SoFi Stadium: How HKS Turned a Roof into a Building and Buried the Rest
HKS's $5-billion venue in Inglewood is the most expensive stadium ever built — but its real argument is spatial, not financial. A translucent ETFE canopy the size of nineteen acres floats free of the walls it shelters, the seating bowl is sunk a hundred feet to duck under LAX's flight path, and a thousand-tonne double-sided screen hangs where the scoreboard used to be. This is the stadium reconceived as landscape, canopy and media surface.
Most stadiums announce themselves as objects — a great drum or bowl set down on the land, walls rising to a rim. SoFi Stadium refuses that grammar almost entirely. Approach it across the flat Inglewood basin and the first thing you register is not a wall at all but a roof: a single translucent sheet, curved like a wing, hovering above the ground on slender supports with open air visible underneath. The building you expect — the enclosing mass — has been dug into the earth and hidden. What remains above the horizon is essentially a canopy, nineteen acres of it, floating free.

Written problem 1> Pick out each line of the records that includes the string "ground", and copy those lines.
Written problem 2> Carry on the SoFi Stadium essay, beginning after its final sentence.
The SoFi Stadium essay and the records are unrelated to each other.

Materials provided>
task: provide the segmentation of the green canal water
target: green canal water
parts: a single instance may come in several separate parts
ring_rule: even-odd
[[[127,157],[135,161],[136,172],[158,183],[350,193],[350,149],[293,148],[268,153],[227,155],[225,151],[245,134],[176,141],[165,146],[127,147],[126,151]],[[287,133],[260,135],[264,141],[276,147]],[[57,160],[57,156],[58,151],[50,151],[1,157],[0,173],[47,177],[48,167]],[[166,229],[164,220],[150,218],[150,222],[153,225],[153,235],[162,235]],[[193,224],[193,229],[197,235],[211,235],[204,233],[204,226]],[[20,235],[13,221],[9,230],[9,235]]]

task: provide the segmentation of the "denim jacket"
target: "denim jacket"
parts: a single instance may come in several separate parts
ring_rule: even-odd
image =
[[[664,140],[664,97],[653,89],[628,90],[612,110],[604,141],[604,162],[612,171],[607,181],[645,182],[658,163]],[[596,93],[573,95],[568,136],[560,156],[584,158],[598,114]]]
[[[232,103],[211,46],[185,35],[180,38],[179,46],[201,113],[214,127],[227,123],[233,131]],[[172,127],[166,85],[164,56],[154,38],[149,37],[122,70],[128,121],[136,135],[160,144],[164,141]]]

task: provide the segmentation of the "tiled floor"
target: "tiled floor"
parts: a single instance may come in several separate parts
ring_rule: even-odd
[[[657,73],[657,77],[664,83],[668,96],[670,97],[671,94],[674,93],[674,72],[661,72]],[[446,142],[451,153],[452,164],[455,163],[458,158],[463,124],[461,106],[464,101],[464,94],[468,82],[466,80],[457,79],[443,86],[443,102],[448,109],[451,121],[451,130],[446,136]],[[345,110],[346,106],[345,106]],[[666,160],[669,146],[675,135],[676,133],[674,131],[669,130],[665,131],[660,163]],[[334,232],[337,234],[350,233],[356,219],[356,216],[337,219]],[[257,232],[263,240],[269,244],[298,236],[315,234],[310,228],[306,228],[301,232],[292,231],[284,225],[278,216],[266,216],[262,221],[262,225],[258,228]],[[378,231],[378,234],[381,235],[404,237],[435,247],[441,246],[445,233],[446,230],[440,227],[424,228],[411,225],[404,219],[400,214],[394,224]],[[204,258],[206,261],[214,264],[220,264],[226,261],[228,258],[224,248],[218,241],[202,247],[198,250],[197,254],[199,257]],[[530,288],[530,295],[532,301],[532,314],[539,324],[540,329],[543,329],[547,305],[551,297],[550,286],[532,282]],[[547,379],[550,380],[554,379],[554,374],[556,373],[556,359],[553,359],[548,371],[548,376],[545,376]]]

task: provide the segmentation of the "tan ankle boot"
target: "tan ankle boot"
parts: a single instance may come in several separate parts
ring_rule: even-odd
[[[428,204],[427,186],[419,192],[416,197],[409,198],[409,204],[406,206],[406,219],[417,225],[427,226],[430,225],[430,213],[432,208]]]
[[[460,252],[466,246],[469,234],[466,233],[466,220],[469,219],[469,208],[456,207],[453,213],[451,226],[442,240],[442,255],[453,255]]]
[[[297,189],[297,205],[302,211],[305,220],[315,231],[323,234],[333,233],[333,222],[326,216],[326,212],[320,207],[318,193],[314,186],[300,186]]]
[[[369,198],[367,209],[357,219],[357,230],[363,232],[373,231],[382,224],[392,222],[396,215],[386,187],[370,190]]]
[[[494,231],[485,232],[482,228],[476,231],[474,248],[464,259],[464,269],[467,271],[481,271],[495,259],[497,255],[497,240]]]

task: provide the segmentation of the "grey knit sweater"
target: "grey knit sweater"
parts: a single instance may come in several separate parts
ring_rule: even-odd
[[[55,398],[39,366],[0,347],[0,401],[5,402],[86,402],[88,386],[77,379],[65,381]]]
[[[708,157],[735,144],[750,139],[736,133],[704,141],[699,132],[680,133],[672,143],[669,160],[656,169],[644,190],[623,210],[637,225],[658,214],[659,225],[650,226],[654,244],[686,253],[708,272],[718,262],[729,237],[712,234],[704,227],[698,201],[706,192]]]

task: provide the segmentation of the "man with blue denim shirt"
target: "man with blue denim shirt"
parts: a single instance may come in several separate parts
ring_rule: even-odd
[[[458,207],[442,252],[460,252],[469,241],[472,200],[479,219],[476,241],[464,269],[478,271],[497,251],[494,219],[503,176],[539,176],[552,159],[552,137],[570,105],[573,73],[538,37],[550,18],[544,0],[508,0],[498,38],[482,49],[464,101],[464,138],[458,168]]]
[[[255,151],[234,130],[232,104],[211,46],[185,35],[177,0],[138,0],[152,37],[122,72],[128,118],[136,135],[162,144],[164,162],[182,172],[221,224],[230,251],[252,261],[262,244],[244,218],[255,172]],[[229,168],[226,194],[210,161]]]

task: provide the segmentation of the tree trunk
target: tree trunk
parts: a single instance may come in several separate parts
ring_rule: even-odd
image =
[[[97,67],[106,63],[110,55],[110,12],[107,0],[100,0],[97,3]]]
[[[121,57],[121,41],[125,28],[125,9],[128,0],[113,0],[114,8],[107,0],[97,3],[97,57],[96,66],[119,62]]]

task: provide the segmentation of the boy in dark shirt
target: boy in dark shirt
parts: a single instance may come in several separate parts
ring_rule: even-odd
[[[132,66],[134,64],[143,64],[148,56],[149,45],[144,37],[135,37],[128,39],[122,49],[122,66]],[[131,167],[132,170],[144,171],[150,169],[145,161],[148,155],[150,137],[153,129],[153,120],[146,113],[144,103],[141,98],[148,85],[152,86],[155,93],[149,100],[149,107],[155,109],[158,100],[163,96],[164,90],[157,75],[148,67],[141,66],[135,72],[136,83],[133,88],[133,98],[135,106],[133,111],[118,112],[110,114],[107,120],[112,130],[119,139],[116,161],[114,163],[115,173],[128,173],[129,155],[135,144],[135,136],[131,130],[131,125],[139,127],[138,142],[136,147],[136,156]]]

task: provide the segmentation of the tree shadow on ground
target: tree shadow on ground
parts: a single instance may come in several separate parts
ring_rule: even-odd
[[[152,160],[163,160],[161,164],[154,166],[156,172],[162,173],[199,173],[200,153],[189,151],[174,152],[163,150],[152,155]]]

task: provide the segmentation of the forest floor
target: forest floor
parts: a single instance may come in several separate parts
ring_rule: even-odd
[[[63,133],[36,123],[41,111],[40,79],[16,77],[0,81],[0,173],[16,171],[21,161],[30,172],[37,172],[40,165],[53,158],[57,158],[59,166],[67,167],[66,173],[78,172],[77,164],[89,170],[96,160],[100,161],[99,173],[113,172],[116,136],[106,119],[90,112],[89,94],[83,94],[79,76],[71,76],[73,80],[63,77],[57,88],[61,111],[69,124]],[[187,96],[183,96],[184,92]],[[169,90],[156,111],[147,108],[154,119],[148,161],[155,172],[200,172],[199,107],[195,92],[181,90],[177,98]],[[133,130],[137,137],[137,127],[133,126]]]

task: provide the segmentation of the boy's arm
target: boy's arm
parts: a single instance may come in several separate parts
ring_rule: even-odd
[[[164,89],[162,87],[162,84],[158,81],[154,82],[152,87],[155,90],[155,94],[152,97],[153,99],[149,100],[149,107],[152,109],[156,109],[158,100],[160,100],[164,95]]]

Expected output 1>
task: provide the segmentation of the tree shadow on ground
target: tree shadow on ground

Expected output 2>
That inversion is the whole idea, and it is why SoFi belongs in any honest account of where large-scale architecture is heading. HKS's venue, opened in September 2020 at a reported cost of around five and a half billion dollars — the most expensive stadium ever built — is usually discussed as a record of extravagance. But strip the money away and a genuinely new spatial proposition remains: the stadium as landscape and canopy rather than as enclosure, a building that is simultaneously indoor and outdoor because its roof has been decoupled from its walls.
The roof is the fifth elevation — an independent canopy that shelters the bowl without sealing it. SoFi is not an outdoor stadium with a roof added, nor an indoor stadium opened up. It is a third thing: a covered open-air room the size of a district.
The question it poses
Southern California does not really do indoors. Its architecture, from the Case Study Houses onward, has been an argument for dissolving the line between inside and out — the sliding wall, the covered patio, the room that is half garden. HKS's central move was to ask what happens when you apply that Californian logic not to a house but to a 70,000-seat megastructure. Can a building this large stay open to its climate and still guarantee the shelter that a modern events business demands, rain or shine, for a Super Bowl or a monsoon-season concert?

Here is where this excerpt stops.